What you need to do:
Find every line in the data below that contains the word "vegetation" and copy each one in full. Matching is case-sensitive.

Exercise materials:
====

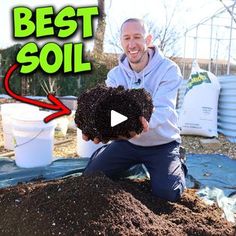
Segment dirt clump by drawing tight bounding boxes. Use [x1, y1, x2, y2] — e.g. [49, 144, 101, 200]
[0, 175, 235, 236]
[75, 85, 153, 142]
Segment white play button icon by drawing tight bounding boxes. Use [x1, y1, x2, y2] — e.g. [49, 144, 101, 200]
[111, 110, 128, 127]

====

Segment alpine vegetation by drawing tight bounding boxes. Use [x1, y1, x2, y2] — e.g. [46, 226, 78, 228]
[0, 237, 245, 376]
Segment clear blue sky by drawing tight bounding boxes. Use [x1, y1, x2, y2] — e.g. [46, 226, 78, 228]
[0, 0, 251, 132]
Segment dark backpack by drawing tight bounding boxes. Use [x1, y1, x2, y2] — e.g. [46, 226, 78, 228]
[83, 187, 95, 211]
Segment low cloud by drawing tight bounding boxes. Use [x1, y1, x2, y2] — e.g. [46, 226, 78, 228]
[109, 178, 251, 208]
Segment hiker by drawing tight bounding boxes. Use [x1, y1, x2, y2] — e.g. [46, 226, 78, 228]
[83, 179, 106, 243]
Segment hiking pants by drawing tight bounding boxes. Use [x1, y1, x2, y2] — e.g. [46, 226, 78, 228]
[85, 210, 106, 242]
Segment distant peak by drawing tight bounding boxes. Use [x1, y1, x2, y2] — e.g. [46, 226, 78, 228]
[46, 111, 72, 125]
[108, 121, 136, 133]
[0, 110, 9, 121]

====

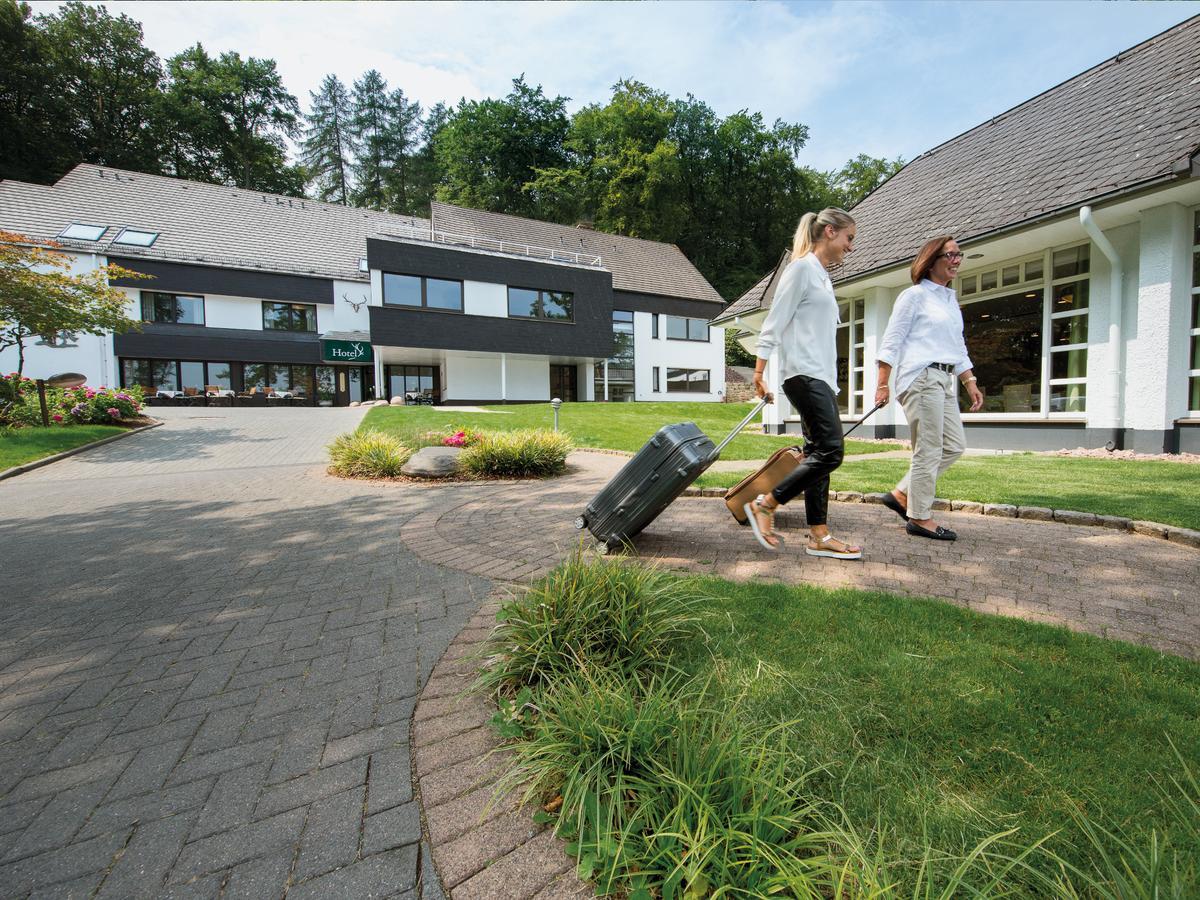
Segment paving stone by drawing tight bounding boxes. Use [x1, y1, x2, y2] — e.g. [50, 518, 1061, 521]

====

Exercise response:
Segment alpine vegetation by drawing tight bounding boxes. Use [x1, y1, x2, y2] — e.g. [46, 226, 78, 228]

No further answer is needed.